◆ **Assignment**
Reproduce the listing below exactly. Pictures do not belong in the copy.

◆ **Working data**

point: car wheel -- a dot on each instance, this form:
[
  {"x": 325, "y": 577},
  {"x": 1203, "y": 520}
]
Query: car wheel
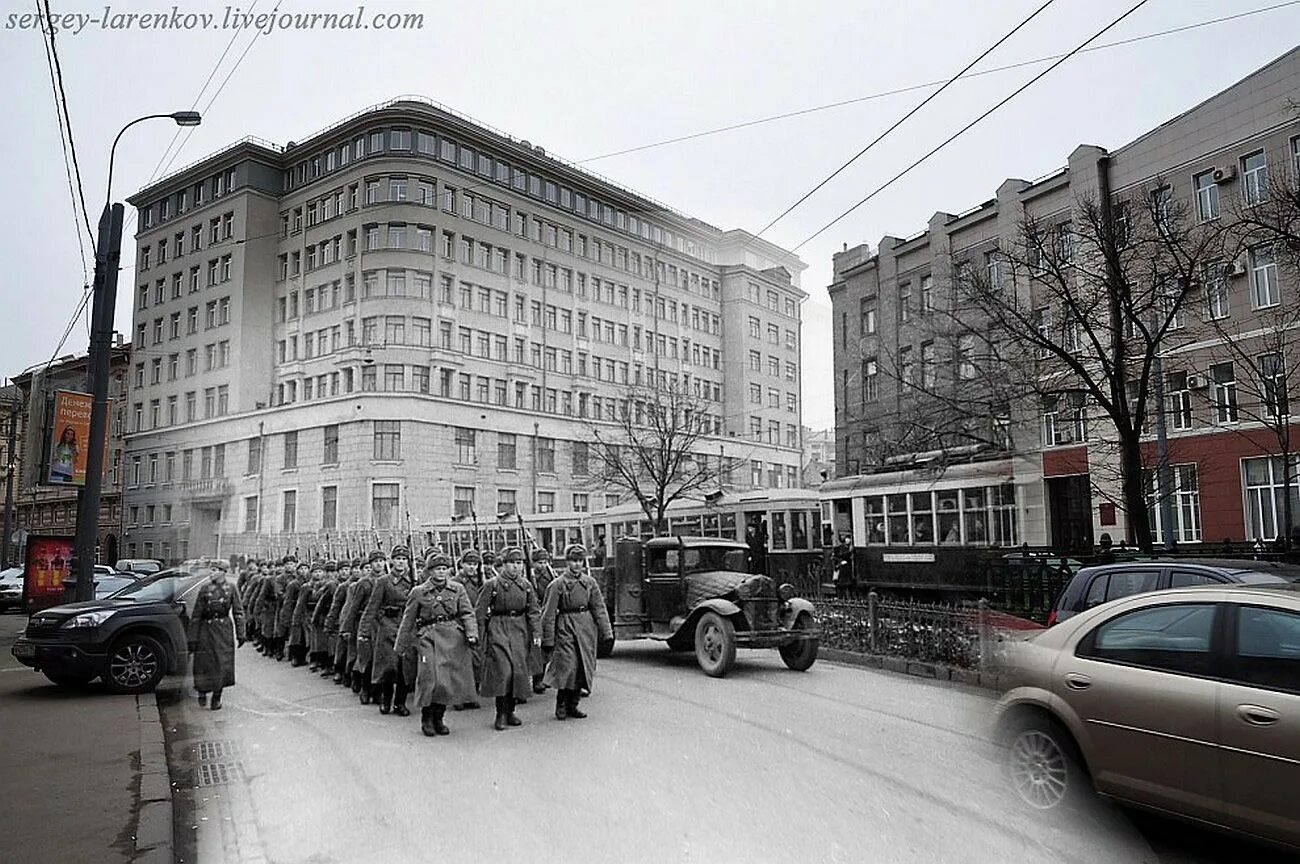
[
  {"x": 715, "y": 645},
  {"x": 68, "y": 678},
  {"x": 135, "y": 664},
  {"x": 1041, "y": 764},
  {"x": 801, "y": 655}
]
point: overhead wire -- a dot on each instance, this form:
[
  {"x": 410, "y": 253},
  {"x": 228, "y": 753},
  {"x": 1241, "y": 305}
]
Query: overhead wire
[{"x": 969, "y": 126}]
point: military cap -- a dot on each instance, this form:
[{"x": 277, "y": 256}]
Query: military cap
[{"x": 436, "y": 559}]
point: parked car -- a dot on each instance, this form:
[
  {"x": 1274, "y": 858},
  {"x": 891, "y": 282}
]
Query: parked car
[
  {"x": 143, "y": 565},
  {"x": 130, "y": 639},
  {"x": 1096, "y": 585},
  {"x": 697, "y": 593},
  {"x": 1184, "y": 700},
  {"x": 11, "y": 589}
]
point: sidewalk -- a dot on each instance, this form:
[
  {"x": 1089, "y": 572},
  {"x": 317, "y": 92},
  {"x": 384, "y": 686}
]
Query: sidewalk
[{"x": 82, "y": 772}]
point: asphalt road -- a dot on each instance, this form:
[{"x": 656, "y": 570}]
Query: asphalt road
[{"x": 836, "y": 764}]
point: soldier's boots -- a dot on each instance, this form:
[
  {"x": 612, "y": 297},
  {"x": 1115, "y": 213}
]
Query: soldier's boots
[{"x": 562, "y": 704}]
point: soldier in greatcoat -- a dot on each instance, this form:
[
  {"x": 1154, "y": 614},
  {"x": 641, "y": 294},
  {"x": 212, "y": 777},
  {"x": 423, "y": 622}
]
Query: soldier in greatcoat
[
  {"x": 298, "y": 635},
  {"x": 508, "y": 617},
  {"x": 216, "y": 628},
  {"x": 384, "y": 615},
  {"x": 542, "y": 574},
  {"x": 471, "y": 576},
  {"x": 362, "y": 650},
  {"x": 573, "y": 619},
  {"x": 438, "y": 622},
  {"x": 338, "y": 642}
]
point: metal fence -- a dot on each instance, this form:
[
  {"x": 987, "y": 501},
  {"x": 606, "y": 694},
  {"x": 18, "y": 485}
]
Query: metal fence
[{"x": 950, "y": 634}]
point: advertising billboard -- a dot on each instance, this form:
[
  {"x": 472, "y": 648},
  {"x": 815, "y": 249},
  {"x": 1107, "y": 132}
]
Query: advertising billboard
[
  {"x": 48, "y": 565},
  {"x": 69, "y": 438}
]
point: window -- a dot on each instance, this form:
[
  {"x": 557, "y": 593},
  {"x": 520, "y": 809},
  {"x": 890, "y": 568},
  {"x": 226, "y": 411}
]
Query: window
[
  {"x": 1268, "y": 648},
  {"x": 329, "y": 507},
  {"x": 1225, "y": 393},
  {"x": 1207, "y": 196},
  {"x": 1273, "y": 385},
  {"x": 388, "y": 439},
  {"x": 330, "y": 455},
  {"x": 1255, "y": 178},
  {"x": 289, "y": 520},
  {"x": 384, "y": 506},
  {"x": 1264, "y": 502},
  {"x": 1264, "y": 277},
  {"x": 1166, "y": 638},
  {"x": 1186, "y": 504}
]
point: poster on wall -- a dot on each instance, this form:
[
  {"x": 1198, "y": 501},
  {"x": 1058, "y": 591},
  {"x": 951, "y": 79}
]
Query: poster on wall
[{"x": 48, "y": 565}]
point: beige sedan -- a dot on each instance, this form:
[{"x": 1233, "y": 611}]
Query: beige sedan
[{"x": 1184, "y": 702}]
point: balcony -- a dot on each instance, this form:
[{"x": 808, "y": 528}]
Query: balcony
[{"x": 211, "y": 489}]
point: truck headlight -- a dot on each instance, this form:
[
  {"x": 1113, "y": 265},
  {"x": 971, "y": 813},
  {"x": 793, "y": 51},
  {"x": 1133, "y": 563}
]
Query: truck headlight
[{"x": 89, "y": 619}]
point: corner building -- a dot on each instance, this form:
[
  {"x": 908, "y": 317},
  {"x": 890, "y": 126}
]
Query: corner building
[{"x": 412, "y": 316}]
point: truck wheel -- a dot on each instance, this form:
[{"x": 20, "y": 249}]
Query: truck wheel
[
  {"x": 715, "y": 645},
  {"x": 68, "y": 678},
  {"x": 135, "y": 664},
  {"x": 801, "y": 655}
]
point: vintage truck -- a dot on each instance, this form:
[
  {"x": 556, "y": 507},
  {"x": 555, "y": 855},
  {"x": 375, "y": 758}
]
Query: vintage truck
[{"x": 694, "y": 593}]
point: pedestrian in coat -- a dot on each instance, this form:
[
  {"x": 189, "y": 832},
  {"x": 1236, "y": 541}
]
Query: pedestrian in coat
[
  {"x": 573, "y": 619},
  {"x": 216, "y": 628},
  {"x": 384, "y": 615},
  {"x": 360, "y": 634},
  {"x": 438, "y": 622},
  {"x": 471, "y": 576},
  {"x": 542, "y": 576},
  {"x": 510, "y": 621}
]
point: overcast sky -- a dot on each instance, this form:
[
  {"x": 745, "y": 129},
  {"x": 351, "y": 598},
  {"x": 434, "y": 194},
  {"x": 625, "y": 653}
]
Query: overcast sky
[{"x": 586, "y": 78}]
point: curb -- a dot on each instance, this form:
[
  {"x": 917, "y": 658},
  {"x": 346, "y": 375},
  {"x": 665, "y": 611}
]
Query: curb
[
  {"x": 901, "y": 665},
  {"x": 154, "y": 843}
]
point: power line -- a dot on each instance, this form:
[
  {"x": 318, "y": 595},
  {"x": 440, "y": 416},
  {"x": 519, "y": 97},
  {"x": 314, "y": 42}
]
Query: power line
[
  {"x": 905, "y": 117},
  {"x": 909, "y": 88},
  {"x": 969, "y": 126}
]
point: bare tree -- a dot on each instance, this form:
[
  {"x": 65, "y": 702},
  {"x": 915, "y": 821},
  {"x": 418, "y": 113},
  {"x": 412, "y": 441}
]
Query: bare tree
[{"x": 654, "y": 448}]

◆ **Written solution**
point: car wheel -- a dot on each instance, this form:
[
  {"x": 325, "y": 577},
  {"x": 1203, "y": 520}
]
Query: car wheel
[
  {"x": 715, "y": 645},
  {"x": 68, "y": 678},
  {"x": 135, "y": 664},
  {"x": 1041, "y": 764},
  {"x": 801, "y": 655}
]
point: overhead wire -- a dot on each instance, this form:
[
  {"x": 410, "y": 253},
  {"x": 228, "y": 753},
  {"x": 1241, "y": 305}
]
Query: overhead wire
[{"x": 969, "y": 126}]
point: military cap -- a dot on each instance, this form:
[{"x": 277, "y": 256}]
Query: military cap
[{"x": 436, "y": 559}]
point: parked car -- a dot on each instance, this form:
[
  {"x": 1274, "y": 858},
  {"x": 891, "y": 282}
]
Query: parked car
[
  {"x": 143, "y": 565},
  {"x": 130, "y": 639},
  {"x": 1096, "y": 585},
  {"x": 697, "y": 593},
  {"x": 1184, "y": 700},
  {"x": 11, "y": 589}
]
point: sidewalk -- a dot on each instance, this form:
[
  {"x": 1089, "y": 572},
  {"x": 317, "y": 92},
  {"x": 384, "y": 686}
]
Query: sidewalk
[{"x": 82, "y": 772}]
point: asphalt road -- a dot on each instance, this form:
[{"x": 656, "y": 570}]
Query: asphalt road
[{"x": 836, "y": 764}]
point: soldier's boots -- a dot on each instance, this form:
[
  {"x": 612, "y": 297},
  {"x": 1115, "y": 213}
]
Query: soldier's boots
[{"x": 562, "y": 704}]
point: soldier in greatcoat -- a dot on each instance, this form:
[
  {"x": 1154, "y": 614},
  {"x": 641, "y": 294},
  {"x": 212, "y": 777},
  {"x": 423, "y": 622}
]
Query: soldier in greatcoat
[
  {"x": 298, "y": 635},
  {"x": 508, "y": 617},
  {"x": 216, "y": 628},
  {"x": 384, "y": 615},
  {"x": 542, "y": 574},
  {"x": 471, "y": 576},
  {"x": 362, "y": 650},
  {"x": 573, "y": 619},
  {"x": 438, "y": 622},
  {"x": 338, "y": 642}
]
point: metal fence -- a dot on each instance, this form:
[
  {"x": 987, "y": 501},
  {"x": 606, "y": 694},
  {"x": 18, "y": 485}
]
Query: metal fence
[{"x": 950, "y": 634}]
point: advertising billboard -- a dot on each instance, this form:
[
  {"x": 472, "y": 648},
  {"x": 815, "y": 249},
  {"x": 1107, "y": 132}
]
Query: advertising billboard
[
  {"x": 48, "y": 565},
  {"x": 69, "y": 438}
]
point: window -- a dot on each instance, this form:
[
  {"x": 557, "y": 593},
  {"x": 520, "y": 809},
  {"x": 890, "y": 568},
  {"x": 226, "y": 411}
]
Query: window
[
  {"x": 1268, "y": 648},
  {"x": 329, "y": 507},
  {"x": 1225, "y": 393},
  {"x": 1207, "y": 196},
  {"x": 1273, "y": 385},
  {"x": 388, "y": 439},
  {"x": 330, "y": 455},
  {"x": 1255, "y": 178},
  {"x": 289, "y": 520},
  {"x": 384, "y": 506},
  {"x": 1264, "y": 502},
  {"x": 1264, "y": 277},
  {"x": 1166, "y": 638},
  {"x": 1186, "y": 504}
]
point: poster on wall -- a dot on each instance, this form:
[
  {"x": 1198, "y": 501},
  {"x": 1058, "y": 591},
  {"x": 951, "y": 79}
]
Query: poster on wall
[{"x": 48, "y": 565}]
point: beige sedan -- a dot on each instance, this form:
[{"x": 1233, "y": 611}]
Query: beige sedan
[{"x": 1184, "y": 702}]
point: balcony -- a dot on each instance, this form:
[{"x": 808, "y": 528}]
Query: balcony
[{"x": 211, "y": 489}]
point: truck headlight -- a dot on each instance, this form:
[
  {"x": 1113, "y": 265},
  {"x": 971, "y": 813},
  {"x": 793, "y": 51},
  {"x": 1133, "y": 563}
]
Query: truck headlight
[{"x": 89, "y": 619}]
point: corner building -- a dot on each instance, this form:
[
  {"x": 908, "y": 317},
  {"x": 890, "y": 126}
]
Query: corner building
[{"x": 412, "y": 316}]
point: truck wheel -- a dot on each instance, this form:
[{"x": 20, "y": 249}]
Query: truck wheel
[
  {"x": 715, "y": 645},
  {"x": 68, "y": 678},
  {"x": 135, "y": 664},
  {"x": 801, "y": 655}
]
point: vintage truck -- a dot on each instance, this form:
[
  {"x": 556, "y": 507},
  {"x": 555, "y": 855},
  {"x": 375, "y": 758}
]
Query: vintage truck
[{"x": 694, "y": 593}]
point: pedestrian in coat -- a dot on each instance, this form:
[
  {"x": 189, "y": 832},
  {"x": 1236, "y": 541}
]
Query: pedestrian in coat
[
  {"x": 573, "y": 619},
  {"x": 216, "y": 628},
  {"x": 384, "y": 615},
  {"x": 360, "y": 634},
  {"x": 438, "y": 622},
  {"x": 471, "y": 576},
  {"x": 542, "y": 576},
  {"x": 510, "y": 621}
]
point: overcast sky -- a dot on each instance, this form:
[
  {"x": 745, "y": 129},
  {"x": 351, "y": 598},
  {"x": 434, "y": 194},
  {"x": 625, "y": 653}
]
Query: overcast sky
[{"x": 586, "y": 78}]
point: curb -- a dot on each instance, this form:
[
  {"x": 917, "y": 658},
  {"x": 346, "y": 375},
  {"x": 665, "y": 611}
]
Query: curb
[
  {"x": 901, "y": 665},
  {"x": 154, "y": 843}
]
point: power line -- a dot on each instance, this form:
[
  {"x": 318, "y": 595},
  {"x": 440, "y": 416},
  {"x": 519, "y": 97},
  {"x": 314, "y": 42}
]
Query: power line
[
  {"x": 905, "y": 117},
  {"x": 909, "y": 88},
  {"x": 969, "y": 126}
]
point: bare tree -- a dot on each instance, this form:
[
  {"x": 65, "y": 702},
  {"x": 915, "y": 821},
  {"x": 418, "y": 113},
  {"x": 412, "y": 441}
]
Query: bare tree
[{"x": 654, "y": 448}]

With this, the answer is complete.